▶ [WHAT TO WORK ON] Write out all of the records below precisely as given, omitting the images.

(Dataset entries)
┌────────
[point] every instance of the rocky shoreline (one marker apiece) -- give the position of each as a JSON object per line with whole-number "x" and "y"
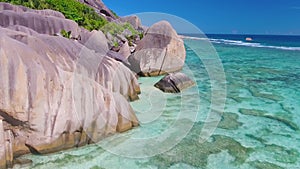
{"x": 63, "y": 86}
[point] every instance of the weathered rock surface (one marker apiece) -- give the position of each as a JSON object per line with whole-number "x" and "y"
{"x": 161, "y": 51}
{"x": 174, "y": 83}
{"x": 58, "y": 93}
{"x": 100, "y": 8}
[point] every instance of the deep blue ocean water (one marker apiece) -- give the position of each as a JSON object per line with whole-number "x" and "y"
{"x": 258, "y": 128}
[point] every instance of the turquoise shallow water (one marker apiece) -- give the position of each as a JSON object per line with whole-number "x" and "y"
{"x": 259, "y": 127}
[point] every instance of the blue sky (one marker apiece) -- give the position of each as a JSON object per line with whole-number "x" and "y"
{"x": 223, "y": 16}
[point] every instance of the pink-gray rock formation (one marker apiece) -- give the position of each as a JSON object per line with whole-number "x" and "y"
{"x": 100, "y": 8}
{"x": 161, "y": 51}
{"x": 174, "y": 83}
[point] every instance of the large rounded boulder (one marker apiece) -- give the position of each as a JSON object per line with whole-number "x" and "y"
{"x": 174, "y": 83}
{"x": 161, "y": 51}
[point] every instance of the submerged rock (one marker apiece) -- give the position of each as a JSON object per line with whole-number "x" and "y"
{"x": 161, "y": 51}
{"x": 261, "y": 113}
{"x": 174, "y": 83}
{"x": 133, "y": 20}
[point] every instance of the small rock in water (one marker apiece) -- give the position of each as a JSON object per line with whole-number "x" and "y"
{"x": 174, "y": 83}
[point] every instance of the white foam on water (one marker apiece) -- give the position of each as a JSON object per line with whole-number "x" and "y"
{"x": 250, "y": 44}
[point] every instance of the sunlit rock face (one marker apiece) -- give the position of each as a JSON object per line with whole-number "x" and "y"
{"x": 161, "y": 51}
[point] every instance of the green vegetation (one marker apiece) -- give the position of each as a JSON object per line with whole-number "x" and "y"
{"x": 72, "y": 9}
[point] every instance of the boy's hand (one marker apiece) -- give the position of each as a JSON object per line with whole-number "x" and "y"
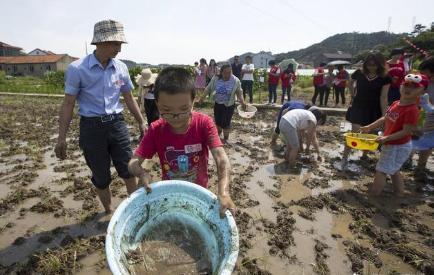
└────────
▶ [TASK ANSWER]
[point] every instance of the rocky shoreline (one marker apiece) -- give the position of each as a JSON object per line with whole-number "x" and "y"
{"x": 63, "y": 86}
[point] every instance of the weathered rock surface (one marker apiece) -- give the position of each as a JSON object per line with whole-number "x" and "y"
{"x": 161, "y": 51}
{"x": 174, "y": 83}
{"x": 58, "y": 93}
{"x": 100, "y": 8}
[point] every instance of the deep blue ocean water (one marker apiece) -- give the position of each as a JSON object per line with whole-number "x" and "y"
{"x": 258, "y": 128}
[point] every instance of the turquoise shallow water (one marker apiece) -- give the position of each as a JSON object per line with whole-number "x" and "y"
{"x": 259, "y": 127}
[point] every instance of the blue sky (one marker apiece) -- give the position of each as a JSON object per line with whole-number "x" and "y"
{"x": 223, "y": 16}
[point] every instance of the pink-gray rock formation (one marker apiece) -- give the position of each as a JSON object per line with whole-number "x" and "y"
{"x": 100, "y": 8}
{"x": 161, "y": 51}
{"x": 174, "y": 83}
[point] every instance of the large rounded boulder (one marker apiece) -- give the position of each as a JSON object per line with whole-number "x" and "y"
{"x": 174, "y": 83}
{"x": 161, "y": 51}
[point] every instance of the submerged rock (one marker apiece) -- give the position of each as a JSON object per line with whole-number "x" and "y"
{"x": 161, "y": 51}
{"x": 261, "y": 113}
{"x": 174, "y": 83}
{"x": 133, "y": 20}
[point] every instance of the small rock in water (one marker apiece) -- give the position of each as a JSON object per line with whole-number "x" and "y"
{"x": 174, "y": 83}
[point] every instance of the white foam on water (one marker apiece) -- give the position of each as a JSON object per line with whole-number "x" and "y"
{"x": 250, "y": 44}
[point] every instance of the sunlit rock face (one marker apiece) -- give the position of each as a JSON object per line with whole-number "x" and "y"
{"x": 161, "y": 51}
[point] every instance of the green vegetation (one marker apiece) -- give the position of each as a JSON object per line with whole-number "x" and "y"
{"x": 72, "y": 9}
[point] every instance of the boy's hand (one marker apiece) -- give the position of each as a JSON object per line with whole-number "x" and "y"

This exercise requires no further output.